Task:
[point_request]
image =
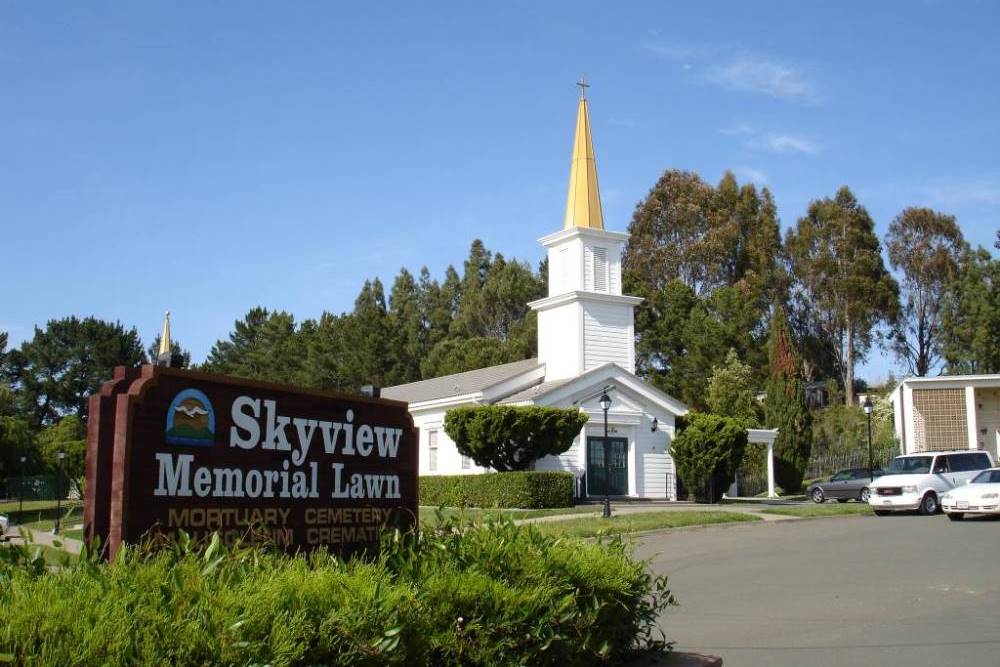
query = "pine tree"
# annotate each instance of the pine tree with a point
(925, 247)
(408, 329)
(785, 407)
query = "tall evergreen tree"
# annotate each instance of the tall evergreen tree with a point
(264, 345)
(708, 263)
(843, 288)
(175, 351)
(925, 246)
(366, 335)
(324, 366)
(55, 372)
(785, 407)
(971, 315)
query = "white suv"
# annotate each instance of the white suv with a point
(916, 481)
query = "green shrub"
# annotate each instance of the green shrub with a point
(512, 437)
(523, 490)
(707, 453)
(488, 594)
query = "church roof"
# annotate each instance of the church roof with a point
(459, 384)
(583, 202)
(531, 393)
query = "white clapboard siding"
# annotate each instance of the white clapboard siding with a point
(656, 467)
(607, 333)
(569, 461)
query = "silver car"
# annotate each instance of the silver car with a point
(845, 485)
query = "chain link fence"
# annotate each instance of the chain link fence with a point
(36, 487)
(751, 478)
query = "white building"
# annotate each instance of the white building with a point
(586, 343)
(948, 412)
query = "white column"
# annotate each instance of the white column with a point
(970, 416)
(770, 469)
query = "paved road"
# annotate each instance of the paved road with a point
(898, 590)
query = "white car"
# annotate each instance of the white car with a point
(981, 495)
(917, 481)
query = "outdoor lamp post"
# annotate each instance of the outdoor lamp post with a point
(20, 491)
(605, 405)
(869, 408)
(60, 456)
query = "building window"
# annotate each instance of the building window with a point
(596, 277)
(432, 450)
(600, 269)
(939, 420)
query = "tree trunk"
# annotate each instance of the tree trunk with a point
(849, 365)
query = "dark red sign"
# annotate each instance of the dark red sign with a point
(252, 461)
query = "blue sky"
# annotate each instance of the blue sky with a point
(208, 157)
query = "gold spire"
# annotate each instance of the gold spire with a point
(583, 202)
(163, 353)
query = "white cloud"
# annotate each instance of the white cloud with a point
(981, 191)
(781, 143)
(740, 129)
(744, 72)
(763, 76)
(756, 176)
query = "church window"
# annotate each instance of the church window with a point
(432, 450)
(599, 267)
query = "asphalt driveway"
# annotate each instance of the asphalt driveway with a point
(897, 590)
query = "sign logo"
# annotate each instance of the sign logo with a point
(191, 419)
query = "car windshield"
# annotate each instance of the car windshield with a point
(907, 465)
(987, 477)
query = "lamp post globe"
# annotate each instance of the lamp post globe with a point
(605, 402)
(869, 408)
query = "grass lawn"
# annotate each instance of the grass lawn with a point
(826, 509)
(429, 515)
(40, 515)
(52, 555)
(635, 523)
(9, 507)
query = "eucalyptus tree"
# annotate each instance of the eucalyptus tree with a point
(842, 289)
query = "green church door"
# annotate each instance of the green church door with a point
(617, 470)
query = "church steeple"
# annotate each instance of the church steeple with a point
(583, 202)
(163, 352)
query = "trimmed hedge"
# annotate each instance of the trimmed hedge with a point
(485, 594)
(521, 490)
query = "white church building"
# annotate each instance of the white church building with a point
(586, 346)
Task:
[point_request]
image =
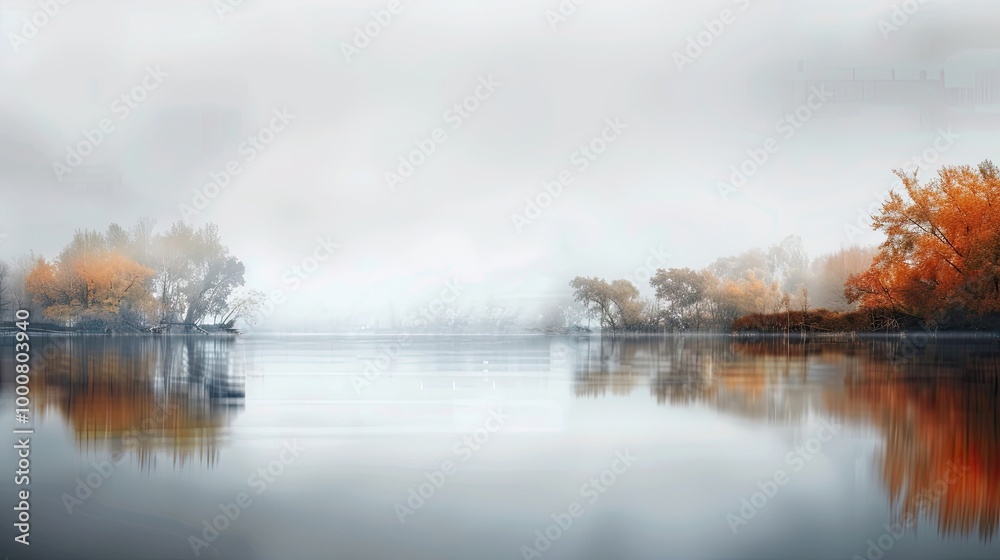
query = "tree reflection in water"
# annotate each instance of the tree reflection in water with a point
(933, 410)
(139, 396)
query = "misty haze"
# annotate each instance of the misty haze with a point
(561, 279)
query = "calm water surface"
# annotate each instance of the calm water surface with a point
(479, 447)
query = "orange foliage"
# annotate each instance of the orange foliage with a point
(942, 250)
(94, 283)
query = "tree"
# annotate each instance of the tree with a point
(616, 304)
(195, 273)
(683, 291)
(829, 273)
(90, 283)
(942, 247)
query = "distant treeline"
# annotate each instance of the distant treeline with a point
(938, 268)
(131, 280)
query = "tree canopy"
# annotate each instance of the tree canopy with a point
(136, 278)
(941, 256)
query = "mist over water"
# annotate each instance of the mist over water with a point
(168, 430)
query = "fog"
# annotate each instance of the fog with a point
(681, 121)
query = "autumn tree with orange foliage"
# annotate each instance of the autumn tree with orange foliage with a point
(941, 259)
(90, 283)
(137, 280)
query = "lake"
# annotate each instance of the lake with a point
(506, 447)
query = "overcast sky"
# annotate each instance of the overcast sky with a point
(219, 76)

-------

Except for the pictures, reproduce every line exactly.

(Solved exercise)
Task:
[point_request]
image =
query = "pine tree"
# annotate each instance of the pine tree with a point
(925, 247)
(408, 329)
(785, 407)
query = "tall evergreen tree"
# annotate each instance of the tall evergreen tree with a point
(264, 345)
(708, 263)
(843, 288)
(175, 351)
(925, 246)
(366, 335)
(324, 366)
(55, 372)
(785, 407)
(971, 315)
query = "white suv"
# annotate each instance of the white suv with a point
(916, 481)
query = "green shrub"
# annotate each instance of the green shrub with a point
(512, 437)
(523, 490)
(707, 453)
(488, 594)
query = "church roof"
# annotate each instance of the church roof with a point
(459, 384)
(583, 202)
(531, 393)
query = "white clapboard siding"
# annotate each instance of the white clapboard siding with a point
(656, 467)
(607, 333)
(569, 461)
query = "silver car"
# annotate each instance of the silver car with a point
(845, 485)
query = "chain link fence"
# annotate each instance of the chain link fence with a point
(36, 487)
(751, 478)
query = "white building"
# annotate each instance of the white building with a point
(586, 343)
(948, 412)
query = "white column"
# annotate each instance of the white column with a point
(970, 416)
(770, 469)
query = "paved road"
# annotate each instance of the paved road with a point
(898, 590)
query = "white car"
# annotate each instance of the white car with a point
(981, 495)
(917, 481)
query = "outdoor lamp post"
# annotate each instance of the outdoor lamp post with a point
(20, 491)
(605, 405)
(869, 408)
(60, 456)
query = "building window"
# annotate each instance of the building window with a point
(596, 277)
(432, 450)
(600, 269)
(939, 420)
query = "tree trunk"
# annotate each instance of the tree trunk with a point
(849, 365)
query = "dark red sign"
# annotate each instance of the dark red sign with a point
(252, 461)
query = "blue sky"
# annotate each instance of the blue sky with a point
(208, 157)
query = "gold spire"
# annotate each instance of the gold spire with a point
(583, 202)
(163, 353)
query = "white cloud"
# annotate each instance of the white cloud with a point
(981, 191)
(781, 143)
(740, 129)
(744, 72)
(763, 76)
(756, 176)
query = "church window"
# annotate each instance of the church window with a point
(432, 450)
(599, 267)
query = "asphalt driveway"
# annotate each instance of the asphalt driveway with a point
(897, 590)
query = "sign logo"
# annotate each instance of the sign logo with a point
(191, 419)
query = "car windshield"
# annotate each instance of the car windshield with a point
(907, 465)
(987, 477)
query = "lamp post globe"
# annotate each instance of the lamp post globe with a point
(605, 402)
(869, 408)
query = "grass lawn"
# annotate each instance of the grass lawn with a point
(826, 509)
(429, 515)
(40, 515)
(52, 555)
(635, 523)
(9, 507)
query = "eucalyptus tree"
# annotate each instance of the eucalyptus tree with a point
(842, 289)
query = "green church door"
# annotate each instance of the green church door with a point
(617, 470)
query = "church steeple"
# annotate each instance of the church steeple with a point
(583, 202)
(163, 352)
query = "trimmed hedge"
# annotate each instance of the trimmed hedge with a point
(485, 594)
(521, 490)
query = "white church building"
# annotate each instance of the white church building with a point
(586, 346)
Task:
[point_request]
image =
query = "tree reflection in water"
# annotate each instance of the tree reflection in water with a point
(933, 410)
(139, 396)
query = "misty haze"
# annotate each instance of the misty haze with a point
(561, 279)
query = "calm water surface"
# annotate each instance of the calm water surface with a point
(479, 447)
query = "orange foliage"
# annotate each instance of the orange foliage with a point
(942, 250)
(94, 283)
query = "tree"
# annotate each instance of the tree with a point
(616, 304)
(195, 273)
(683, 291)
(829, 273)
(90, 283)
(942, 247)
query = "distant treeline"
# annotate each instance of the distant treeline with a point
(938, 268)
(131, 280)
query = "tree canopy"
# annotate each instance of the tree canopy with a point
(136, 278)
(941, 256)
query = "mist over water"
# annotate each instance of the mist over water with a point
(168, 430)
query = "fog"
# annotate each instance of the fog with a point
(681, 121)
query = "autumn tree with orange foliage"
# annotate each instance of the autumn tree with orange foliage with a point
(941, 259)
(90, 283)
(137, 280)
query = "lake"
# annotate each instance of the lake with a point
(506, 447)
query = "overcast sky"
# annotate each instance of the overcast sky with a point
(219, 76)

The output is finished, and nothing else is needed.